##### Record excerpts #####

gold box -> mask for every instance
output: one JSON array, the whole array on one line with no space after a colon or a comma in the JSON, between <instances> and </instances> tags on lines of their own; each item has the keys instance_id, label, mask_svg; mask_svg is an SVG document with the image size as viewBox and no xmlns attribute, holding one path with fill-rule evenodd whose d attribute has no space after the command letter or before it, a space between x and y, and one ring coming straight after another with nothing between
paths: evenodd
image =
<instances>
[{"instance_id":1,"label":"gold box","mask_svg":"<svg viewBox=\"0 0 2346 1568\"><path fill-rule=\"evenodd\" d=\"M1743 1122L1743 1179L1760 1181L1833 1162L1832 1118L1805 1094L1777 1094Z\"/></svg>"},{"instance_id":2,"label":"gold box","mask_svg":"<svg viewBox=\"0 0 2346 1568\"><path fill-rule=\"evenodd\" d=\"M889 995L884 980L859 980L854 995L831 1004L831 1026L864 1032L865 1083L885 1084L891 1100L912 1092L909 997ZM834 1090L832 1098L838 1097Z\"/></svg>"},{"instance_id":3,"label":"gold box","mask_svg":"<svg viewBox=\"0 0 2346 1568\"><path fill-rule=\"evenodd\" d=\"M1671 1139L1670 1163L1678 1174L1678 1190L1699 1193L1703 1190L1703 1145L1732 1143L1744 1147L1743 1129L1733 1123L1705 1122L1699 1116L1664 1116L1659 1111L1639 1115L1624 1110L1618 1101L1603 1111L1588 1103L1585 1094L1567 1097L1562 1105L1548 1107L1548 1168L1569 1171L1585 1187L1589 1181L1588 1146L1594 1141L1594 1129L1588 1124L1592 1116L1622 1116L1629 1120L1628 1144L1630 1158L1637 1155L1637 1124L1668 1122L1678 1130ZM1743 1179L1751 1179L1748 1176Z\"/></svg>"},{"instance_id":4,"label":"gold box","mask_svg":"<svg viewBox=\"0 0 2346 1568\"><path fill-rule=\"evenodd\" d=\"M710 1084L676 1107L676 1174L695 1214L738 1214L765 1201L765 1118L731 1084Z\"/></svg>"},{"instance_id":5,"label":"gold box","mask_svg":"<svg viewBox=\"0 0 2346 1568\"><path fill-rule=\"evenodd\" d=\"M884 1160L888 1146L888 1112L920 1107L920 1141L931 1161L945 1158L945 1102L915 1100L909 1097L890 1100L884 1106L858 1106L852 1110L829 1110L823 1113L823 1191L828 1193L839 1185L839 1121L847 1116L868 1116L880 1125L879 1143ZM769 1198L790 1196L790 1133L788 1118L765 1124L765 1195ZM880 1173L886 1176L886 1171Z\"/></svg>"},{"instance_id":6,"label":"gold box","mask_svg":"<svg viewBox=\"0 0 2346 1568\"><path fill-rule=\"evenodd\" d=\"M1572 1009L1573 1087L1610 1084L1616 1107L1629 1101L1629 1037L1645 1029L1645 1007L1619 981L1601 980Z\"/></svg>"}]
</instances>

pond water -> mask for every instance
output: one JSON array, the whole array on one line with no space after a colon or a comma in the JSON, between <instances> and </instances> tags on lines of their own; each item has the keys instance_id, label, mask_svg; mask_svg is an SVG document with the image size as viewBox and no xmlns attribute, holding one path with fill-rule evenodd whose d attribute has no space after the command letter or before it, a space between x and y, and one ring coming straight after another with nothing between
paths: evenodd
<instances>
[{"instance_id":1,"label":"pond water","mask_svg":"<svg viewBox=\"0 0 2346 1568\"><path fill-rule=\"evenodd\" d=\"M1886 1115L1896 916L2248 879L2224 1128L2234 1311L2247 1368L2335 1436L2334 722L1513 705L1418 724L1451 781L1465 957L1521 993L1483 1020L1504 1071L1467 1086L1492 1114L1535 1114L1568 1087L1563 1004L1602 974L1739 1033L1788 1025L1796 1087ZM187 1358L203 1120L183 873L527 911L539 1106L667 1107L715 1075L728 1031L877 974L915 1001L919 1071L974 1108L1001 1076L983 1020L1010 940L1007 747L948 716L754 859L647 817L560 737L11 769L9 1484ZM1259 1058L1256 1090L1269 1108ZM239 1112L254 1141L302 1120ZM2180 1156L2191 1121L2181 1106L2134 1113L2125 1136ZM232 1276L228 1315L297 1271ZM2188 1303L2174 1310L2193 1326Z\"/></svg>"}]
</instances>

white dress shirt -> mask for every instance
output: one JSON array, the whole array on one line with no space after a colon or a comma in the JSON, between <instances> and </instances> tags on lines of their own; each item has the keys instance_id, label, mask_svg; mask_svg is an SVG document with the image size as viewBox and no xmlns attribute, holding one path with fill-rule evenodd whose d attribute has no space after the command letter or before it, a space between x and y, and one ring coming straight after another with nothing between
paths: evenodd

#####

Print every record exactly, so that each word matches what is written above.

# Response below
gold box -> mask for every instance
output: one JSON array, the whole array on one line with no space after a colon or a comma in the JSON, between <instances> and </instances> tags on lines of their own; each item has the keys instance_id, label, mask_svg; mask_svg is an SVG document with the image size as viewBox and no xmlns attribute, holding one path with fill-rule evenodd whose d attribute has no space after the command letter or before it, a space between x and y, and one ring coming straight after another with nothing between
paths: evenodd
image =
<instances>
[{"instance_id":1,"label":"gold box","mask_svg":"<svg viewBox=\"0 0 2346 1568\"><path fill-rule=\"evenodd\" d=\"M1743 1122L1743 1179L1760 1181L1833 1162L1832 1118L1805 1094L1777 1094Z\"/></svg>"},{"instance_id":2,"label":"gold box","mask_svg":"<svg viewBox=\"0 0 2346 1568\"><path fill-rule=\"evenodd\" d=\"M889 995L884 980L859 980L854 995L831 1004L831 1026L864 1032L865 1083L885 1084L891 1100L912 1092L909 997ZM834 1090L832 1098L838 1097Z\"/></svg>"},{"instance_id":3,"label":"gold box","mask_svg":"<svg viewBox=\"0 0 2346 1568\"><path fill-rule=\"evenodd\" d=\"M1671 1139L1670 1163L1678 1174L1678 1190L1699 1193L1703 1190L1703 1145L1732 1143L1744 1147L1743 1129L1733 1123L1705 1122L1699 1116L1664 1116L1659 1111L1639 1115L1624 1110L1618 1101L1603 1111L1588 1103L1585 1094L1567 1097L1562 1105L1548 1107L1548 1168L1569 1171L1585 1187L1589 1181L1588 1146L1594 1141L1594 1129L1588 1124L1592 1116L1622 1116L1629 1120L1628 1144L1630 1158L1637 1155L1637 1124L1668 1122L1678 1130ZM1743 1179L1751 1179L1748 1176Z\"/></svg>"},{"instance_id":4,"label":"gold box","mask_svg":"<svg viewBox=\"0 0 2346 1568\"><path fill-rule=\"evenodd\" d=\"M710 1084L676 1107L676 1174L695 1214L738 1214L765 1201L765 1118L731 1084Z\"/></svg>"},{"instance_id":5,"label":"gold box","mask_svg":"<svg viewBox=\"0 0 2346 1568\"><path fill-rule=\"evenodd\" d=\"M884 1160L888 1146L888 1112L920 1107L920 1141L931 1161L945 1158L945 1102L915 1100L909 1097L890 1100L884 1106L858 1106L852 1110L829 1110L823 1113L823 1191L828 1193L839 1185L839 1121L847 1116L868 1116L880 1125L879 1143ZM769 1198L790 1196L790 1133L788 1118L765 1124L765 1195ZM880 1173L886 1176L886 1171Z\"/></svg>"},{"instance_id":6,"label":"gold box","mask_svg":"<svg viewBox=\"0 0 2346 1568\"><path fill-rule=\"evenodd\" d=\"M1572 1009L1573 1087L1610 1084L1616 1107L1629 1101L1629 1037L1645 1029L1645 1007L1619 981L1601 980Z\"/></svg>"}]
</instances>

pond water -> mask for every instance
output: one JSON array, the whole array on one line with no space after a colon or a comma in the JSON, between <instances> and </instances> tags on lines of their own; each item has the keys instance_id, label, mask_svg; mask_svg is an SVG document with the image size as viewBox and no xmlns attribute, holding one path with fill-rule evenodd whose d attribute has no space after the command letter or before it, a space between x and y, and one ring coming straight after another with nothing between
paths: evenodd
<instances>
[{"instance_id":1,"label":"pond water","mask_svg":"<svg viewBox=\"0 0 2346 1568\"><path fill-rule=\"evenodd\" d=\"M1886 1115L1896 916L2248 879L2224 1128L2234 1311L2247 1368L2335 1436L2334 722L1513 705L1418 724L1451 781L1465 957L1521 993L1483 1020L1504 1071L1467 1086L1492 1114L1535 1114L1568 1087L1563 1004L1602 974L1739 1033L1788 1025L1796 1087ZM187 1358L203 1120L183 873L527 911L539 1106L667 1107L715 1075L728 1031L877 974L915 1001L919 1071L974 1108L1001 1076L983 1020L1010 940L1007 747L948 716L754 859L647 817L560 737L11 769L9 1484ZM1259 1058L1256 1090L1269 1108ZM239 1112L254 1141L302 1120ZM2180 1156L2191 1121L2181 1106L2134 1113L2125 1136ZM232 1276L228 1315L297 1271ZM2188 1303L2174 1310L2193 1326Z\"/></svg>"}]
</instances>

white dress shirt -> mask for every instance
output: one JSON array, the whole array on one line with no space after a colon or a comma in the JSON, between <instances> and </instances> tags on lines of their own; each item has the keys instance_id, label, mask_svg; mask_svg is an SVG document with the image size as viewBox and no xmlns attribute, holding one path with fill-rule evenodd whose d attribute has no space after the command letter or before it, a space between x and y, and one ring coming straight after another with nothing between
paths: evenodd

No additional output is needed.